*Directive*:
Switch "knife blade" to "bread knife" in the stretch from the line containing "Question. Indicate the black scissor" through the line containing "x=302 y=455", and write out only those lines again with everything else unchanged.

>> start

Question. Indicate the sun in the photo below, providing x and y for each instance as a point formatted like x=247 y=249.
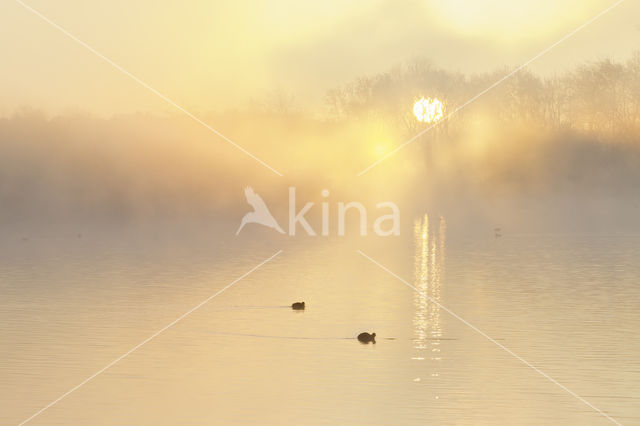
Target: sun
x=428 y=110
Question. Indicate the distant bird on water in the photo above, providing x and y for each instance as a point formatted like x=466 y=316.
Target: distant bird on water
x=366 y=337
x=260 y=213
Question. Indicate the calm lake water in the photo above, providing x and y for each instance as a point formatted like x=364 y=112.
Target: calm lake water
x=570 y=305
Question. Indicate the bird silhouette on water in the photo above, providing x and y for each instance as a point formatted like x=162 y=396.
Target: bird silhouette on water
x=260 y=213
x=367 y=338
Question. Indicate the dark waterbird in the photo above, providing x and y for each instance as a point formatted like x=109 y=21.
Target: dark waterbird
x=366 y=337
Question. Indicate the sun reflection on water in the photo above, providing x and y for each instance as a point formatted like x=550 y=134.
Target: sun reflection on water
x=430 y=243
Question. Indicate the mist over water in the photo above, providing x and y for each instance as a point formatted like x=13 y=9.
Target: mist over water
x=519 y=213
x=534 y=153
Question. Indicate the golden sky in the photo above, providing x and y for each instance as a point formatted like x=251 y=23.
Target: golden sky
x=212 y=55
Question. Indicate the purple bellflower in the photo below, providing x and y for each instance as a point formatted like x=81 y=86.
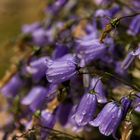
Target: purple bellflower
x=12 y=88
x=48 y=120
x=108 y=119
x=86 y=109
x=97 y=86
x=61 y=69
x=59 y=51
x=35 y=98
x=126 y=104
x=136 y=103
x=39 y=37
x=134 y=28
x=37 y=68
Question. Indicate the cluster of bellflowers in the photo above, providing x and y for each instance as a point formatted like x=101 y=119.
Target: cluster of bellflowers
x=79 y=75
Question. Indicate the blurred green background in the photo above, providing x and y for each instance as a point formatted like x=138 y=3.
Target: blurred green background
x=14 y=14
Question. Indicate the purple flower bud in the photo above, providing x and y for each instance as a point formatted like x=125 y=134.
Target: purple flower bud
x=136 y=103
x=134 y=28
x=126 y=104
x=37 y=68
x=103 y=2
x=127 y=61
x=119 y=70
x=59 y=51
x=61 y=69
x=56 y=7
x=108 y=119
x=71 y=124
x=35 y=98
x=39 y=37
x=85 y=109
x=90 y=50
x=97 y=86
x=12 y=88
x=48 y=120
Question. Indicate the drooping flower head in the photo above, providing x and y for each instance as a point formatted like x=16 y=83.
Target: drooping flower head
x=12 y=88
x=37 y=68
x=97 y=86
x=86 y=109
x=35 y=98
x=134 y=28
x=108 y=119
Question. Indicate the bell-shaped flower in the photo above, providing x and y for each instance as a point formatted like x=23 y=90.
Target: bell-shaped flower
x=59 y=51
x=108 y=119
x=86 y=109
x=136 y=103
x=35 y=98
x=97 y=85
x=12 y=88
x=37 y=68
x=134 y=28
x=61 y=69
x=48 y=120
x=126 y=104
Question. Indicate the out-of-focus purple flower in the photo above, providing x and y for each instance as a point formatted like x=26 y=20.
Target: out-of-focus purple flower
x=114 y=10
x=63 y=112
x=103 y=2
x=130 y=58
x=136 y=103
x=39 y=37
x=28 y=29
x=37 y=68
x=12 y=88
x=52 y=92
x=61 y=69
x=127 y=61
x=134 y=28
x=35 y=98
x=59 y=51
x=56 y=7
x=48 y=120
x=135 y=4
x=100 y=16
x=86 y=109
x=126 y=104
x=97 y=86
x=119 y=70
x=108 y=119
x=90 y=50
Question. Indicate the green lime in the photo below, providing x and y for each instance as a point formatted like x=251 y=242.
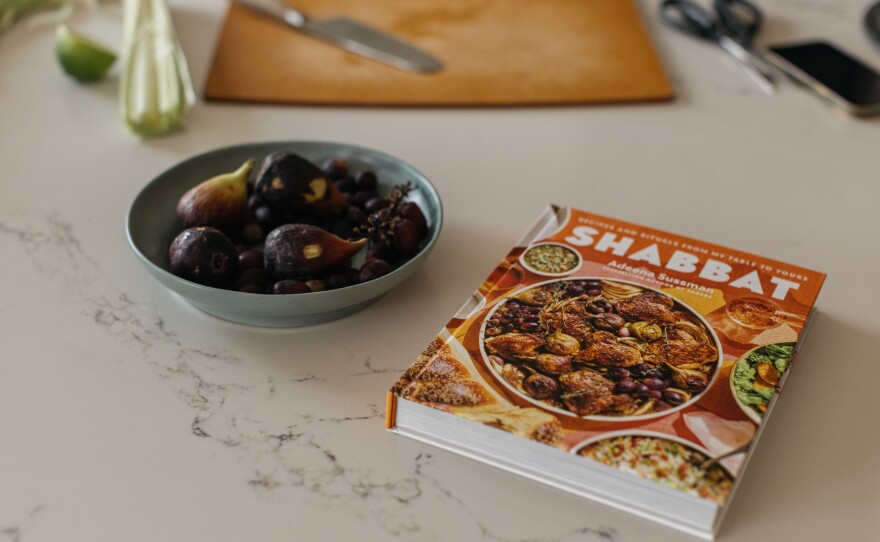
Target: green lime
x=81 y=58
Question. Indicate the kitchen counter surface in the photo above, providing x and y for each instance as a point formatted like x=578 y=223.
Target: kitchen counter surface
x=126 y=414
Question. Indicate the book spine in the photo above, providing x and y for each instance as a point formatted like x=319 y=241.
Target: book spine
x=390 y=410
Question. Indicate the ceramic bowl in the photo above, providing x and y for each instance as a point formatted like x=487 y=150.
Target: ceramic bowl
x=152 y=224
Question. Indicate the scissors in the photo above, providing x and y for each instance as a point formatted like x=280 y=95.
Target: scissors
x=733 y=27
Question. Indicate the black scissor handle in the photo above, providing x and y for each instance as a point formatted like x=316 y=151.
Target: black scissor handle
x=740 y=19
x=688 y=17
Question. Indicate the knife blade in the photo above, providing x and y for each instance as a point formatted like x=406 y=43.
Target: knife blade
x=350 y=35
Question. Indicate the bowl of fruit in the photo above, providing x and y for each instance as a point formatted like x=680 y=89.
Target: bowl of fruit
x=285 y=234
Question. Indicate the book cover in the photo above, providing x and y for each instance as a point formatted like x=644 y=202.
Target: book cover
x=638 y=365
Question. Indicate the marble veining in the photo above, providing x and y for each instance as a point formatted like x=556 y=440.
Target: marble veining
x=302 y=455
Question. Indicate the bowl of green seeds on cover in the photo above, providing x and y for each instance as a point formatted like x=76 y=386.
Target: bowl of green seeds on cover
x=757 y=375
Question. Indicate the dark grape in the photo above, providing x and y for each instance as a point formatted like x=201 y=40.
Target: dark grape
x=640 y=368
x=255 y=202
x=252 y=232
x=619 y=372
x=654 y=383
x=356 y=216
x=673 y=397
x=250 y=259
x=626 y=385
x=411 y=211
x=366 y=180
x=266 y=217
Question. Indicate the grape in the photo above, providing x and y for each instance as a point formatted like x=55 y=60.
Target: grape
x=361 y=197
x=654 y=383
x=366 y=180
x=673 y=397
x=641 y=368
x=619 y=372
x=626 y=385
x=250 y=259
x=411 y=211
x=355 y=216
x=255 y=202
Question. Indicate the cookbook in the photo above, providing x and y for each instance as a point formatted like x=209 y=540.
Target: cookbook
x=621 y=363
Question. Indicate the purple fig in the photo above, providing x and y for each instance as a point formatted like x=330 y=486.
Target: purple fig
x=300 y=251
x=291 y=185
x=205 y=256
x=220 y=202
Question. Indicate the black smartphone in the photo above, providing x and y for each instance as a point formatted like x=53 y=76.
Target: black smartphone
x=834 y=75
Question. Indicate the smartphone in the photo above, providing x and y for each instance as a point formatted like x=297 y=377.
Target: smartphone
x=834 y=75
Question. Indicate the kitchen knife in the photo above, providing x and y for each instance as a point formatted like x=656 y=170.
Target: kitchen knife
x=351 y=36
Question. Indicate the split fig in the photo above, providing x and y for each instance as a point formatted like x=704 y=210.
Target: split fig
x=205 y=256
x=292 y=185
x=301 y=251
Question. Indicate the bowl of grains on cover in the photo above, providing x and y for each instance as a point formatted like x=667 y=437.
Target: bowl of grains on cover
x=551 y=259
x=600 y=349
x=671 y=461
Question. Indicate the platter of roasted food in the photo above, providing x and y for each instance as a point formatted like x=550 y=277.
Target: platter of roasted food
x=600 y=349
x=285 y=233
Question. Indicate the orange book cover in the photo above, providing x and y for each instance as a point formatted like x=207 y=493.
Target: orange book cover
x=637 y=349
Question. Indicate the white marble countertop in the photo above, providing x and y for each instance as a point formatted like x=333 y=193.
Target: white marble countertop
x=126 y=414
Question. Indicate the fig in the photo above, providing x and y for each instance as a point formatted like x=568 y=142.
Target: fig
x=219 y=202
x=204 y=255
x=292 y=185
x=301 y=251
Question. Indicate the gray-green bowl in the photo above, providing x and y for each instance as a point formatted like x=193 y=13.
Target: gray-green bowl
x=152 y=224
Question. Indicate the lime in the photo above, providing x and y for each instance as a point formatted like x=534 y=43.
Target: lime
x=81 y=58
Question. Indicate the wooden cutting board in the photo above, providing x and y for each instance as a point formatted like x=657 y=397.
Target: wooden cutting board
x=495 y=52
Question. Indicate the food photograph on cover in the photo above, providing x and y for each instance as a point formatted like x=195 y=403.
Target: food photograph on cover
x=626 y=347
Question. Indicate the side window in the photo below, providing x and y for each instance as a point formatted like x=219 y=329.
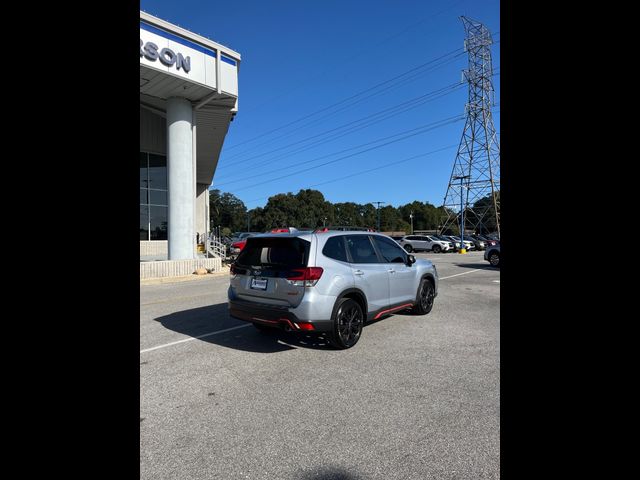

>> end

*Finished task*:
Question. Indicate the black scissor handle in the photo above, providing x and y for each instance as a point formatted like x=316 y=151.
Target: black scissor handle
x=740 y=19
x=688 y=17
Question. Indicate the bread knife in the photo above, providing x and y for each instance as a point formatted like x=406 y=43.
Target: bread knife
x=350 y=35
Question. Indicate the bowl of fruit in the photo above, providing x and y for each instance as a point formatted like x=680 y=89.
Target: bowl of fruit
x=285 y=234
Question. Indicate the book cover in the photo above, providing x and y for each instance as a point formatted like x=644 y=202.
Target: book cover
x=638 y=365
Question. Indicate the marble veining in the photo above, providing x and y for each instance as a point formatted like x=556 y=440.
Target: marble veining
x=302 y=455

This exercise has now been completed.